Data in this exercise:
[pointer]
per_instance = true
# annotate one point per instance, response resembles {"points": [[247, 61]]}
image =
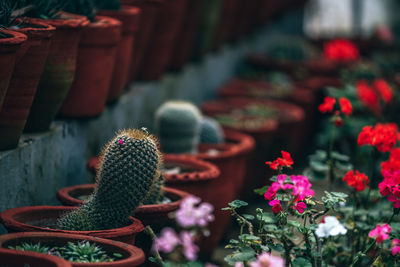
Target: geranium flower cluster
{"points": [[299, 186], [382, 136], [341, 51], [356, 179], [329, 104], [371, 94]]}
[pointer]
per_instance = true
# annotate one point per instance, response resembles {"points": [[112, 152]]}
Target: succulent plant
{"points": [[178, 126], [211, 131], [129, 168]]}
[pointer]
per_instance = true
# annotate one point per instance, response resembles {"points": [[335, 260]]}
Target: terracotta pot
{"points": [[14, 258], [226, 23], [24, 81], [185, 39], [8, 51], [149, 11], [25, 219], [132, 256], [96, 60], [147, 214], [166, 29], [130, 18], [58, 72]]}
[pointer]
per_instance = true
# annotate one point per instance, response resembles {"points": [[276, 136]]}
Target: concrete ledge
{"points": [[45, 162]]}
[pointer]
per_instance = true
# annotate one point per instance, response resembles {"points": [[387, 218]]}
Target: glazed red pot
{"points": [[149, 11], [130, 18], [15, 258], [131, 256], [184, 41], [161, 45], [26, 219], [59, 70], [147, 214], [24, 81], [9, 46], [96, 60]]}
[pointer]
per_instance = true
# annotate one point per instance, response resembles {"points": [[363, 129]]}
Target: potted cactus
{"points": [[129, 174], [78, 250], [28, 68], [129, 16], [96, 60], [60, 65]]}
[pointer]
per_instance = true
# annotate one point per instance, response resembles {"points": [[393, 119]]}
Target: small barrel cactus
{"points": [[178, 126], [129, 168], [211, 131]]}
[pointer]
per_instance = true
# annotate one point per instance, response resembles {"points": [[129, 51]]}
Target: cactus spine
{"points": [[178, 126], [129, 168]]}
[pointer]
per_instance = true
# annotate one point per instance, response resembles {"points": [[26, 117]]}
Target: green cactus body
{"points": [[178, 126], [130, 165], [211, 131]]}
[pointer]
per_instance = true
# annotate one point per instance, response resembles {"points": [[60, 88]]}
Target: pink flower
{"points": [[189, 247], [267, 260], [190, 215], [276, 205], [300, 207], [167, 241], [395, 247], [381, 232], [301, 187]]}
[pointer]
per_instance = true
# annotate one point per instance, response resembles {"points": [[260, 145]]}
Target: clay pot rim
{"points": [[66, 20], [8, 219], [45, 31], [50, 259], [135, 255], [16, 38], [207, 171], [64, 195]]}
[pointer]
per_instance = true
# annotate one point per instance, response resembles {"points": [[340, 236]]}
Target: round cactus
{"points": [[211, 131], [129, 168], [178, 126]]}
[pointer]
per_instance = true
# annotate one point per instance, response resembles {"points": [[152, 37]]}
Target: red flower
{"points": [[327, 106], [382, 136], [341, 50], [285, 161], [356, 179], [385, 91], [345, 106], [368, 96]]}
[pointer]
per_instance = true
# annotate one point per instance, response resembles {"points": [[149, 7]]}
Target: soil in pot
{"points": [[96, 59], [43, 219], [166, 29], [129, 16], [149, 12], [59, 71], [14, 258], [24, 81], [10, 43]]}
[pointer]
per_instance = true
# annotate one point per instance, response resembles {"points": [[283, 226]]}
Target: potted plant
{"points": [[95, 63], [28, 68], [14, 258], [130, 159], [130, 18], [79, 250], [60, 65]]}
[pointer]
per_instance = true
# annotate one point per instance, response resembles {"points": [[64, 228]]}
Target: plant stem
{"points": [[153, 236]]}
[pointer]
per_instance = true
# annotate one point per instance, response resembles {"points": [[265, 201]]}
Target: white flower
{"points": [[330, 227]]}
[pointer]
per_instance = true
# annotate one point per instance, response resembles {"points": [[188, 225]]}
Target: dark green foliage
{"points": [[108, 4], [178, 126], [211, 132], [130, 166], [81, 7]]}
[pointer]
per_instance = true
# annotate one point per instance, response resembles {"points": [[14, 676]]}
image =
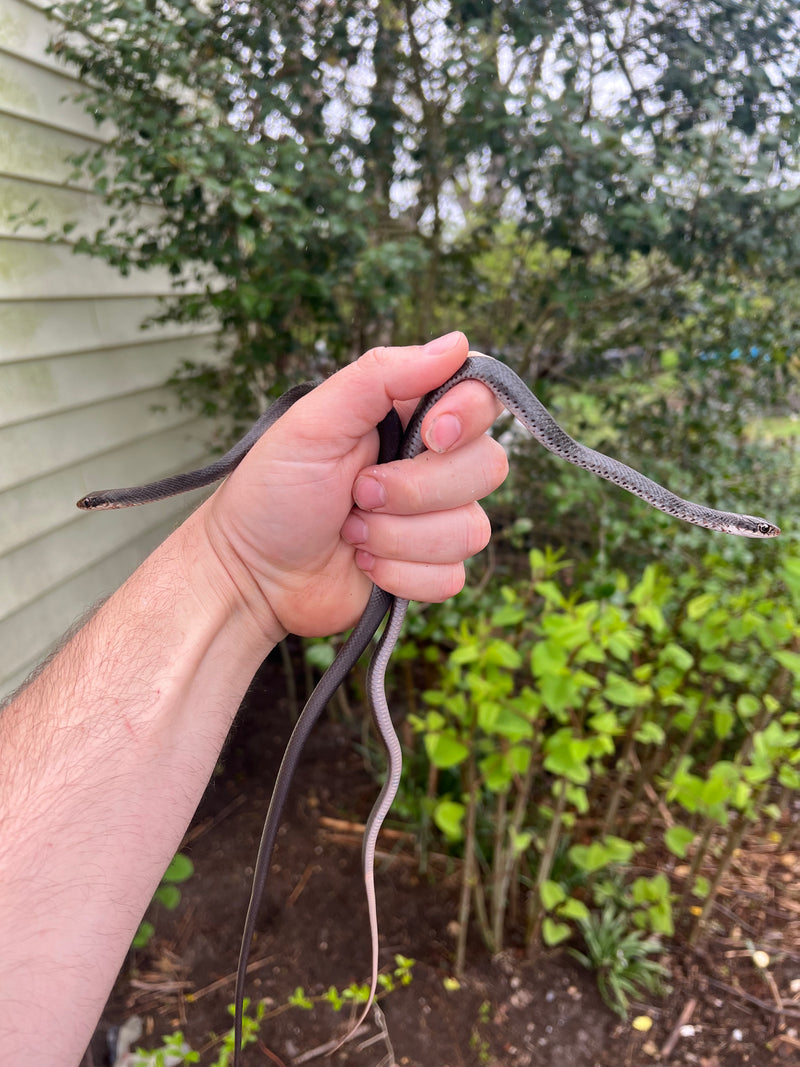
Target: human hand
{"points": [[284, 525]]}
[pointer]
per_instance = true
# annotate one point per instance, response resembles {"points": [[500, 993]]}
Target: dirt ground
{"points": [[313, 933]]}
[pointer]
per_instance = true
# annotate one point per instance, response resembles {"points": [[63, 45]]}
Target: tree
{"points": [[345, 171]]}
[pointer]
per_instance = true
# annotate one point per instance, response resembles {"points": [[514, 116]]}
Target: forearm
{"points": [[105, 758]]}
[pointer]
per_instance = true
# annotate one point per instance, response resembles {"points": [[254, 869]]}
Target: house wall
{"points": [[82, 400]]}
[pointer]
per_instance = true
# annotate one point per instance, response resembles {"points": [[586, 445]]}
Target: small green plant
{"points": [[180, 870], [175, 1050], [621, 957]]}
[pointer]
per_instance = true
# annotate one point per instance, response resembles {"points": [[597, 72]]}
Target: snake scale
{"points": [[515, 396]]}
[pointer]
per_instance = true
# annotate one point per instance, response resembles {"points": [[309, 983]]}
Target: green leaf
{"points": [[180, 869], [554, 933], [169, 895], [445, 750]]}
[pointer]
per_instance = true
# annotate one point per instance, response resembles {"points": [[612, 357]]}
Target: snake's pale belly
{"points": [[516, 397]]}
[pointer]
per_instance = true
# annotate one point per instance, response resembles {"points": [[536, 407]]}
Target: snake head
{"points": [[753, 526]]}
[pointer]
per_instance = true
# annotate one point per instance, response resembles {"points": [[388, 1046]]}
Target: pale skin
{"points": [[107, 752]]}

Instructions to follow: Above are the records; reproduce them exactly and leave out the pictures.

Written answer:
[pointer]
per_instance = true
# annotate one point per instance, response resembles {"points": [[247, 61]]}
image =
Target: geranium flower cluster
{"points": [[299, 186], [382, 136], [341, 51], [356, 179], [329, 104], [371, 94]]}
[pointer]
per_instance = true
# annotate one point per instance, response resembles {"points": [[112, 152]]}
Target: succulent plant
{"points": [[178, 126], [211, 131], [129, 168]]}
[pointer]
per_instance = true
# annotate one point per instance, response resembles {"points": [[335, 260]]}
Target: terracotta pot
{"points": [[14, 258], [226, 23], [24, 81], [185, 39], [8, 51], [149, 11], [25, 219], [132, 256], [96, 60], [147, 214], [166, 29], [130, 18], [58, 72]]}
[pointer]
per_instance = true
# annotate one point per instance, response resembles {"points": [[276, 136]]}
Target: concrete ledge
{"points": [[45, 162]]}
[pointer]
per_instance = true
# annotate one point per instance, response resembles {"points": [[387, 218]]}
Target: glazed red pot
{"points": [[149, 11], [130, 18], [15, 258], [131, 256], [184, 41], [161, 45], [26, 219], [59, 70], [147, 214], [24, 81], [9, 46], [96, 60]]}
[pointer]
per_instance = true
# annotate one point per instance, response resembles {"points": [[363, 129]]}
Target: potted cactus
{"points": [[129, 174], [78, 250], [28, 68], [129, 16], [96, 60], [60, 65]]}
[pointer]
per_instance = true
# annotate one point per instance, response resembles {"points": [[393, 119]]}
Target: small barrel cactus
{"points": [[178, 126], [129, 168], [211, 131]]}
[pointer]
per_instance = true
# annotate one point per instance, response resembles {"points": [[129, 51]]}
Target: cactus spine
{"points": [[178, 126], [129, 168]]}
[pointer]
per_instance = true
# annotate one point per instance, response resembles {"points": [[26, 117]]}
Target: green cactus body
{"points": [[178, 126], [130, 165], [211, 131]]}
[pointer]
per_instance = true
# annotate one point per instance, response resembles {"points": [[60, 88]]}
Target: pink flower
{"points": [[189, 247], [267, 260], [190, 215], [276, 205], [300, 207], [167, 241], [395, 247], [381, 232], [301, 187]]}
[pointer]
per_instance = true
# annotate one point per instance, response resembles {"points": [[260, 145]]}
Target: clay pot rim
{"points": [[66, 20], [8, 219], [45, 31], [50, 259], [135, 255], [16, 38], [207, 171], [64, 195]]}
[pointer]
per_instance = true
# annotate one point per instance, response resembles {"points": [[340, 236]]}
Target: round cactus
{"points": [[211, 131], [129, 168], [178, 126]]}
[pointer]
per_instance = true
# annotate one point per instance, response resembles {"points": [[152, 37]]}
Target: red flower
{"points": [[327, 106], [382, 136], [341, 50], [285, 161], [356, 179], [385, 91], [345, 106], [368, 96]]}
[pointer]
per_instance = true
# annotate one point per instance, response resembles {"points": [[149, 7]]}
Target: soil in pot
{"points": [[96, 59], [43, 219], [166, 29], [129, 16], [149, 12], [59, 71], [14, 258], [24, 81], [10, 43]]}
[pointer]
per_instance = true
# annotate one point per instance, response resembles {"points": [[283, 226]]}
Target: potted plant
{"points": [[95, 63], [28, 68], [14, 258], [130, 159], [130, 18], [79, 250], [60, 65]]}
[pointer]
per_instance = true
# annotate one point per instance, response resembles {"points": [[64, 228]]}
Target: plant stem
{"points": [[153, 236]]}
[pointer]
per_instance = true
# annotate one point per instance, response resembles {"points": [[265, 201]]}
Target: white flower
{"points": [[330, 227]]}
[pointer]
per_instance = true
# annotate one point per instance, response resembles {"points": [[188, 225]]}
Target: dark green foliage
{"points": [[108, 4], [178, 126], [211, 132], [130, 166], [81, 7]]}
[pointer]
per_instance = true
# annotate one point per instance, response resembles {"points": [[14, 676]]}
image =
Target: human hand
{"points": [[284, 525]]}
[pointer]
per_instance = true
# annotate one point per instance, response resembles {"points": [[500, 993]]}
Target: dirt ground
{"points": [[313, 933]]}
[pointer]
per_instance = true
# annotate one point per instance, response resembles {"points": [[63, 45]]}
Target: tree
{"points": [[345, 171]]}
[pointer]
per_instance = true
# annotate one point per instance, response resembles {"points": [[514, 116]]}
Target: forearm
{"points": [[105, 758]]}
[pointer]
per_instance = true
# annotate one point per instance, response resembles {"points": [[254, 869]]}
Target: house wall
{"points": [[82, 400]]}
[pointer]
per_instance = true
# annotate one point per instance, response resembles {"points": [[586, 445]]}
Target: small green plant
{"points": [[180, 870], [175, 1050], [621, 957]]}
[pointer]
per_instance = true
# annotate one point per instance, response resembles {"points": [[597, 72]]}
Target: snake scale
{"points": [[515, 396]]}
[pointer]
per_instance = true
# annotate one point per instance, response resembles {"points": [[309, 983]]}
Target: green leaf
{"points": [[180, 869], [554, 933], [169, 895], [445, 750]]}
[pointer]
per_instance = true
# annotate one point per instance, response resembles {"points": [[612, 357]]}
Target: snake's pale belly
{"points": [[516, 397]]}
[pointer]
per_instance = true
# annotate one point per instance, response resembles {"points": [[536, 407]]}
Target: snake head
{"points": [[753, 526]]}
[pointer]
per_instance = true
# annotate one point per instance, response resembles {"points": [[388, 1046]]}
Target: pale skin
{"points": [[107, 752]]}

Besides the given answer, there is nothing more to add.